#### DATASET:
○ ○ ○
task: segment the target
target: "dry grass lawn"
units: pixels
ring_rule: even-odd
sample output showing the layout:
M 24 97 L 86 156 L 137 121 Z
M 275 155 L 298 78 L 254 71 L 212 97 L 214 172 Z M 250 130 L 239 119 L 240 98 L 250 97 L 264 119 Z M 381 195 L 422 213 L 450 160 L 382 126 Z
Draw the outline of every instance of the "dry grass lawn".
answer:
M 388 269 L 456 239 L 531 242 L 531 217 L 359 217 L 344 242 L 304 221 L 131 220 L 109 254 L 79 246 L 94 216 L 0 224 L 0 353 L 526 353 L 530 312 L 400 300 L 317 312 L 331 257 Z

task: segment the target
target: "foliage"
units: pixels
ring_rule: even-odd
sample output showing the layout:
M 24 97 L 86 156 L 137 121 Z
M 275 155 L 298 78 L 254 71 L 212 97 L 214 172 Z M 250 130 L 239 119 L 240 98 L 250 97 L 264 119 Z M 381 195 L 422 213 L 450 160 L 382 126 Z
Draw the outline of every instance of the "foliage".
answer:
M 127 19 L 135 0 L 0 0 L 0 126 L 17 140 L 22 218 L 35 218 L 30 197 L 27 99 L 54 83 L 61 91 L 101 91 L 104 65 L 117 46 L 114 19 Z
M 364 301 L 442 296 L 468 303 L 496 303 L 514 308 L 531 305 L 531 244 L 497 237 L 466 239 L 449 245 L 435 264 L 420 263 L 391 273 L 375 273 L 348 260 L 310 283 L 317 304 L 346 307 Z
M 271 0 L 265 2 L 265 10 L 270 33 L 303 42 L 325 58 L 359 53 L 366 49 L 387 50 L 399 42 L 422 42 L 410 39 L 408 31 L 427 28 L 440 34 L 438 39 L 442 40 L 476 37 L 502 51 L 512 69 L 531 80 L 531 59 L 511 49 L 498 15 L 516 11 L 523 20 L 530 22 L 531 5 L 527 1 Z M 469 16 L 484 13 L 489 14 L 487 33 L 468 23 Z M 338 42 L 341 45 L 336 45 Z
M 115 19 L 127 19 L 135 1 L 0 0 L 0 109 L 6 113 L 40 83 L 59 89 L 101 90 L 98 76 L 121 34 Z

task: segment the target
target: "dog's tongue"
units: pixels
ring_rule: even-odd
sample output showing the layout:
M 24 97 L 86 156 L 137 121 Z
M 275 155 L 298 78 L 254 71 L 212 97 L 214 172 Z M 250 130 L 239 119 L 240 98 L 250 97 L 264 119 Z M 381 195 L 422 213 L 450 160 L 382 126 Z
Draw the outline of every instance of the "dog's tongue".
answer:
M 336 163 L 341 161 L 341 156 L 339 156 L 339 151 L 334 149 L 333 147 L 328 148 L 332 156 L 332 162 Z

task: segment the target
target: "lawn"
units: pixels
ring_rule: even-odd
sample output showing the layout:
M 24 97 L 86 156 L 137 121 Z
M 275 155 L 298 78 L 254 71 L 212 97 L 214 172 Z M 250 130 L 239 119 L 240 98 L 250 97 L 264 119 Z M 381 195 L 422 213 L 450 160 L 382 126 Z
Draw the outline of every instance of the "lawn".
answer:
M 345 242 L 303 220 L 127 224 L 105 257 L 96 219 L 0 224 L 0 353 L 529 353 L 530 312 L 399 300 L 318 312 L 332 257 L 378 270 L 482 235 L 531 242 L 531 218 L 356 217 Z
○ ○ ○
#### PROMPT:
Convert every line of the records above into a JSON list of strings, one string per line, omitting the blank lines.

#### REPLY TO THE TASK:
[
  "task: segment the target",
  "target: \"dry grass lawn\"",
  "units: pixels",
  "ring_rule: even-odd",
  "sample output showing the layout:",
  "M 24 97 L 86 156 L 137 121 Z",
  "M 275 155 L 298 78 L 254 71 L 212 97 L 214 172 Z M 250 130 L 239 119 L 240 98 L 250 97 L 264 119 Z M 381 195 L 422 213 L 450 160 L 382 126 Z",
  "Draw the outline of every instance of the \"dry grass lawn\".",
  "answer:",
  "M 388 269 L 456 239 L 531 242 L 531 217 L 359 217 L 344 242 L 304 221 L 131 220 L 109 254 L 79 246 L 94 216 L 0 224 L 0 353 L 526 353 L 530 312 L 400 300 L 317 312 L 331 257 Z",
  "task: segment the target",
  "target: \"foliage\"",
  "units: pixels",
  "ring_rule: even-odd",
  "sample output showing the layout:",
  "M 24 97 L 86 156 L 137 121 Z",
  "M 275 155 L 298 78 L 254 71 L 212 97 L 214 172 Z M 250 130 L 239 119 L 240 98 L 250 97 L 264 119 Z M 381 195 L 422 213 L 450 160 L 382 126 Z",
  "Draw the outline of every instance of the \"foliage\".",
  "answer:",
  "M 127 19 L 135 0 L 0 0 L 0 126 L 17 140 L 22 218 L 35 218 L 30 197 L 27 99 L 54 83 L 61 91 L 101 91 L 104 65 L 117 46 L 114 19 Z",
  "M 364 301 L 442 296 L 468 303 L 496 303 L 514 308 L 531 305 L 531 244 L 497 237 L 466 239 L 449 245 L 435 264 L 420 263 L 391 273 L 375 273 L 348 260 L 310 283 L 317 304 L 346 307 Z",
  "M 271 0 L 265 2 L 265 10 L 270 33 L 303 42 L 325 58 L 359 53 L 366 49 L 387 50 L 399 42 L 422 42 L 410 39 L 408 31 L 427 28 L 440 34 L 438 39 L 442 40 L 476 37 L 502 51 L 512 69 L 531 80 L 531 59 L 511 49 L 498 15 L 516 11 L 523 20 L 530 22 L 531 5 L 527 1 Z M 469 16 L 484 13 L 489 14 L 487 33 L 468 23 Z M 338 42 L 341 45 L 336 45 Z",
  "M 115 19 L 127 19 L 135 1 L 0 0 L 0 109 L 6 113 L 40 83 L 59 89 L 101 90 L 98 76 L 121 34 Z",
  "task: segment the target",
  "target: \"dog's tongue\"",
  "units: pixels",
  "ring_rule: even-odd",
  "sample output showing the layout:",
  "M 24 97 L 86 156 L 137 121 Z",
  "M 275 155 L 298 78 L 254 71 L 212 97 L 214 172 Z M 250 130 L 239 119 L 240 98 L 250 97 L 264 119 Z M 381 195 L 422 213 L 450 160 L 382 126 Z",
  "Draw the outline of every instance of the \"dog's tongue\".",
  "answer:",
  "M 336 163 L 341 161 L 341 156 L 339 156 L 339 151 L 334 149 L 333 147 L 328 148 L 332 156 L 332 162 Z",
  "task: segment the target",
  "target: \"lawn\"",
  "units: pixels",
  "ring_rule: even-odd",
  "sample output showing the layout:",
  "M 24 97 L 86 156 L 137 121 Z",
  "M 275 155 L 298 78 L 254 71 L 212 97 L 214 172 Z M 250 130 L 239 119 L 240 98 L 250 97 L 264 119 Z M 381 195 L 422 213 L 450 160 L 382 126 Z",
  "Draw the outline of every instance of the \"lawn\".",
  "answer:",
  "M 345 242 L 303 220 L 127 224 L 105 257 L 96 219 L 0 224 L 0 353 L 529 353 L 530 312 L 399 300 L 318 312 L 332 257 L 378 270 L 482 235 L 531 242 L 531 218 L 356 217 Z"
]